** BEGIN **
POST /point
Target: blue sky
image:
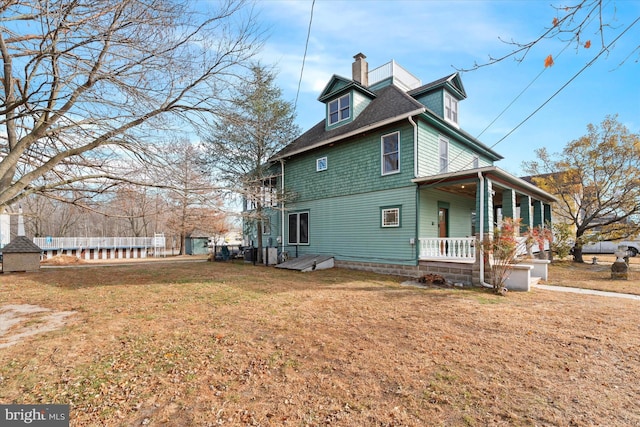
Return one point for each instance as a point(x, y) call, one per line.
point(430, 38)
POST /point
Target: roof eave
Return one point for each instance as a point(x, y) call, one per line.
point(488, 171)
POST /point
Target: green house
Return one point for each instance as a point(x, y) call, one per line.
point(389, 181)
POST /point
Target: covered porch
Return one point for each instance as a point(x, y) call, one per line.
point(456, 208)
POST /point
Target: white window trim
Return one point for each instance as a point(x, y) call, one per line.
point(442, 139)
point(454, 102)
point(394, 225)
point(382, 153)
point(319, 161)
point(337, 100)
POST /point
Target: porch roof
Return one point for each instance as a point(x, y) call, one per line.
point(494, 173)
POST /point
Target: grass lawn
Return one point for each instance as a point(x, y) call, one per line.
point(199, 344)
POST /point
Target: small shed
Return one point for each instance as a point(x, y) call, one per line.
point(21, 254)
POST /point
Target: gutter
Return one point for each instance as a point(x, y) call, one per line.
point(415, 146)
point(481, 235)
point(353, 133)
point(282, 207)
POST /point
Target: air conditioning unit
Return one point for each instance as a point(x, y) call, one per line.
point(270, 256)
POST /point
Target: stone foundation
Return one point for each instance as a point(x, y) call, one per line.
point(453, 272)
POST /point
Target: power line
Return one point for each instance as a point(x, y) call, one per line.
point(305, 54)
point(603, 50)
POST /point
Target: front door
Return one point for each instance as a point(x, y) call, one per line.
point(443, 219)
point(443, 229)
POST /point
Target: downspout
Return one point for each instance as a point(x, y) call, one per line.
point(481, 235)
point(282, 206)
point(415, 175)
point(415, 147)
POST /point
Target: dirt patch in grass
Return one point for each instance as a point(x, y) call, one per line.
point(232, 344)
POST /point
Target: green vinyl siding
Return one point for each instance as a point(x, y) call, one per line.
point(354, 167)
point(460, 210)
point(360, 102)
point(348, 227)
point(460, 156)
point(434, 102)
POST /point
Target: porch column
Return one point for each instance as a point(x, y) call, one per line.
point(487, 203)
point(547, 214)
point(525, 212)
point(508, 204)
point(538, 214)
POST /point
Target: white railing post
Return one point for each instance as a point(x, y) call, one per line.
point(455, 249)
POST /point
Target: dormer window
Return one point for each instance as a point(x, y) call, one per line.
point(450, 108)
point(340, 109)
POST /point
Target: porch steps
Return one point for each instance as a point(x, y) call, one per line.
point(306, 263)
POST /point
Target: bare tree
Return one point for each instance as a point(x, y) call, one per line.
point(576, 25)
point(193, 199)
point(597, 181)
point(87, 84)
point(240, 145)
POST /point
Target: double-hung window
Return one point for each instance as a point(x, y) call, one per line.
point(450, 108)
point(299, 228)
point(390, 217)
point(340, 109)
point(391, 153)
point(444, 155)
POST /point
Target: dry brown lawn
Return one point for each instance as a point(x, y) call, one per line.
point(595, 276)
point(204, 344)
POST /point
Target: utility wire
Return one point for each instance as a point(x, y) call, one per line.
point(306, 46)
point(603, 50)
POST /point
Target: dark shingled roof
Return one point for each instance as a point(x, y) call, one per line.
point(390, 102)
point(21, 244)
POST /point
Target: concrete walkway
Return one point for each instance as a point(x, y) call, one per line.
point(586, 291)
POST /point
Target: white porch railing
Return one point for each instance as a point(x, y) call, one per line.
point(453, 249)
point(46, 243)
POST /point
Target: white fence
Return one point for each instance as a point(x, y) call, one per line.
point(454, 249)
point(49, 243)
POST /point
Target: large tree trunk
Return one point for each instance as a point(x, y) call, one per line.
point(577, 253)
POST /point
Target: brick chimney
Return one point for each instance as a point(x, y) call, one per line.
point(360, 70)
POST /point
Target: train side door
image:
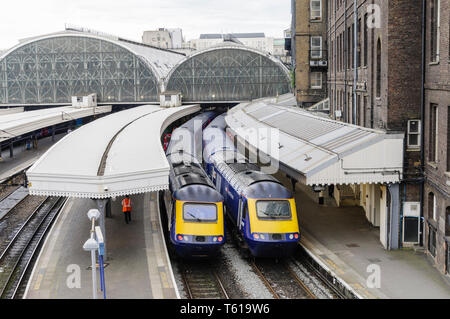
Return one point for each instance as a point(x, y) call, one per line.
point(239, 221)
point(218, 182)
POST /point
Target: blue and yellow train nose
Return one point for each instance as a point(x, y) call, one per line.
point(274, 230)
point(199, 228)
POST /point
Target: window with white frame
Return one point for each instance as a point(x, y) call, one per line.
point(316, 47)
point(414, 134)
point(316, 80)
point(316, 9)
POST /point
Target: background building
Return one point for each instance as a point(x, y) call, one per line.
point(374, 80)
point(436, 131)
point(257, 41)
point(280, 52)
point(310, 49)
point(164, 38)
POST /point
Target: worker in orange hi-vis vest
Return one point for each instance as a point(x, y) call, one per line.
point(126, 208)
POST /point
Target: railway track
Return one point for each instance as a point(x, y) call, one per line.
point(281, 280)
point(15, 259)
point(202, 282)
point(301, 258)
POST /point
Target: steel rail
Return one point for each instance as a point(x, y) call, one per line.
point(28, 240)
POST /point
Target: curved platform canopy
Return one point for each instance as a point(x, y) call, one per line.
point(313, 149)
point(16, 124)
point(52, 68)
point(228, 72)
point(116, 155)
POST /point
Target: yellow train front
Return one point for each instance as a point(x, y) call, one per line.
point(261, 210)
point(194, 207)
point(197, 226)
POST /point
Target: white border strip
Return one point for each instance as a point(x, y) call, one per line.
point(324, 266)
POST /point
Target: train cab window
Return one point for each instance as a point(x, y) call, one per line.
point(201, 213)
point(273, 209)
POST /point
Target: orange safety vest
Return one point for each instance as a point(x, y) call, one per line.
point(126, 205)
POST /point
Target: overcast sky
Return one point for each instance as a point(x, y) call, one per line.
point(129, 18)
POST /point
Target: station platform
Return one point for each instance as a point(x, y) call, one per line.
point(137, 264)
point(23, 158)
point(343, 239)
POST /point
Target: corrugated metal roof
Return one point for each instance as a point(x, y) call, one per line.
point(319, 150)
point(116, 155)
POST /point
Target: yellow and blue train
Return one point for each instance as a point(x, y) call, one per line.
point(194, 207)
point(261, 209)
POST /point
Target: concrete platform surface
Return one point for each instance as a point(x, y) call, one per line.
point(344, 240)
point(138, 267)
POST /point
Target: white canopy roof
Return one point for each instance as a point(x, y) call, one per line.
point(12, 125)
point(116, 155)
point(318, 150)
** END **
## [Set exercise]
Go through the listing above and quote it exactly, apart from its images.

## [Response]
POST /point
Target: blue sky
image:
Return one point for each instance as a point(x, y) call, one per line.
point(430, 38)
POST /point
Target: roof eave
Return one point for each instance as a point(x, y) call, one per line.
point(488, 171)
POST /point
Target: green house
Return one point for each instance as a point(x, y) call, one per line.
point(389, 181)
POST /point
Target: covered porch
Return one point for each instance as a point(x, y) call, one per line.
point(456, 208)
POST /point
Target: white window trim
Return one point for each instance as a point(x, y) call, one per line.
point(442, 139)
point(454, 102)
point(394, 225)
point(382, 153)
point(319, 161)
point(337, 100)
POST /point
Target: porch roof
Return one point for each instance as a point(x, y) call, one per line.
point(494, 173)
POST /point
Target: grass lawn
Return one point for each instance as a point(x, y) call, one per line.
point(199, 344)
POST /point
Target: small shed
Return one point for each instance as a point(x, y) call, one per line.
point(21, 254)
POST /point
Target: gutter
Return one point for each instance as a point(x, y) call, one per line.
point(415, 146)
point(481, 235)
point(353, 133)
point(282, 207)
POST /point
Target: air conditioning unit
Return one point for each instance as a point(x, y) call, one per line.
point(270, 256)
POST /point
Target: stone foundation
Return one point for each instance as a point(x, y) call, one per line.
point(453, 272)
POST /point
Target: power line
Return one point for each instance as a point(x, y) call, one per line.
point(305, 54)
point(603, 50)
POST /point
Target: front door
Return one point for each instance as a point(x, y) call, one per line.
point(443, 219)
point(443, 229)
POST /point
Target: downspout
Return one point for each instance as a point(x, y) call, one per line.
point(481, 235)
point(282, 206)
point(415, 175)
point(415, 147)
POST /point
Target: dirt patch in grass
Return one point for each instance as a point(x, y) call, one per line.
point(232, 344)
POST /point
Target: green vinyl siding
Return one point for each instance as a point(x, y) call, one per line.
point(354, 167)
point(460, 210)
point(360, 102)
point(348, 227)
point(460, 156)
point(434, 102)
POST /point
Target: porch column
Return one point for each instance as a point(x, y) call, one per line.
point(487, 203)
point(547, 214)
point(525, 212)
point(508, 204)
point(538, 214)
POST /point
Target: white railing post
Return one point for each instance as a point(x, y) call, one per line.
point(455, 249)
POST /point
Target: dormer window
Return one point for each instance as a point(x, y) call, one per line.
point(450, 108)
point(340, 109)
POST /point
Target: porch steps
Return one point for each instance as a point(x, y) call, one per line.
point(306, 263)
POST /point
Target: bare tree
Return one point for each instance as a point(x, y) call, one per line.
point(576, 25)
point(193, 199)
point(597, 181)
point(87, 84)
point(240, 145)
POST /point
Target: double-hung window
Return one point for each instance as a point(x, y) call, one per line.
point(450, 108)
point(299, 228)
point(390, 217)
point(340, 109)
point(391, 153)
point(444, 155)
POST /point
Target: dry brown lawn
Return one point for each instance as a point(x, y) call, one per line.
point(595, 276)
point(204, 344)
POST /point
Target: utility wire
Return one point for each instance as a point(x, y) call, one per line.
point(306, 46)
point(603, 50)
POST /point
Target: dark shingled roof
Return one point for each instance as a point(x, y) call, one per line.
point(390, 102)
point(21, 244)
POST /point
Target: concrete walkway
Return one point for each instance as a point(x, y) call, one per line.
point(586, 291)
POST /point
Target: white porch railing
Return one point for each instance as a point(x, y) call, one per line.
point(453, 249)
point(46, 243)
POST /point
Target: white fence
Return one point for each instance as a point(x, y) call, one per line.
point(454, 249)
point(49, 243)
POST /point
Target: large tree trunk
Return one point for each instance as a point(x, y) call, one per line.
point(577, 253)
POST /point
Target: brick chimney
Return one point for each instance as a point(x, y) call, one per line.
point(360, 70)
POST /point
Target: train side door
image:
Return one point for each instance as a point(x, y) call, one per line.
point(239, 221)
point(218, 182)
POST /point
Target: blue and yellow train nose
Return one point for each instance as a point(x, y) call, one per line.
point(274, 230)
point(199, 228)
POST /point
Target: window with white frame
Return one point for each instance as a point(x, y) call, one per line.
point(316, 47)
point(414, 134)
point(316, 80)
point(316, 9)
POST /point
Target: background building
Return one point for each instance as a point(x, y) call, one per line.
point(374, 80)
point(436, 131)
point(257, 41)
point(280, 52)
point(310, 49)
point(164, 38)
POST /point
Target: worker in orange hi-vis vest
Return one point for each instance as a point(x, y) call, one per line.
point(126, 208)
POST /point
Target: railway track
Return one point for each instance as a point(x, y) call, one per line.
point(281, 280)
point(15, 259)
point(202, 282)
point(301, 258)
POST /point
Target: steel rail
Return one point for each instance as a point(x, y) call, one per line.
point(28, 240)
POST /point
Target: curved platform canopy
Return one point for each instance as a point(x, y) call, one per line.
point(313, 149)
point(16, 124)
point(52, 68)
point(228, 72)
point(116, 155)
POST /point
Target: yellow train front
Return one point for each instance as a point(x, y) call, one per line.
point(261, 210)
point(194, 207)
point(197, 226)
POST /point
Target: white border strip
Return one point for each instance as a point(x, y) call, one per line.
point(324, 266)
POST /point
Target: train cab window
Return one point for each instance as a point(x, y) call, one per line.
point(201, 213)
point(273, 209)
POST /point
Target: orange safety vest
Return one point for each instance as a point(x, y) call, one per line.
point(126, 205)
POST /point
Target: overcast sky
Return one point for each instance as a point(x, y) call, one per line.
point(129, 18)
POST /point
Target: station platform
Return one point for each instance as a point(x, y) call, one per line.
point(137, 264)
point(23, 158)
point(343, 239)
POST /point
Target: corrugated metal roof
Return one point for each instance as a point(x, y) call, one per line.
point(319, 150)
point(116, 155)
POST /point
Target: yellow and blue train
Return one point for each instance as a point(x, y) call, one per line.
point(194, 207)
point(261, 209)
POST /point
Target: concrete platform surface
Return one point for each instance as a point(x, y) call, one per line.
point(344, 240)
point(138, 267)
POST /point
Target: white canopy roof
Return one point for each instance as a point(x, y) call, one per line.
point(12, 125)
point(116, 155)
point(318, 150)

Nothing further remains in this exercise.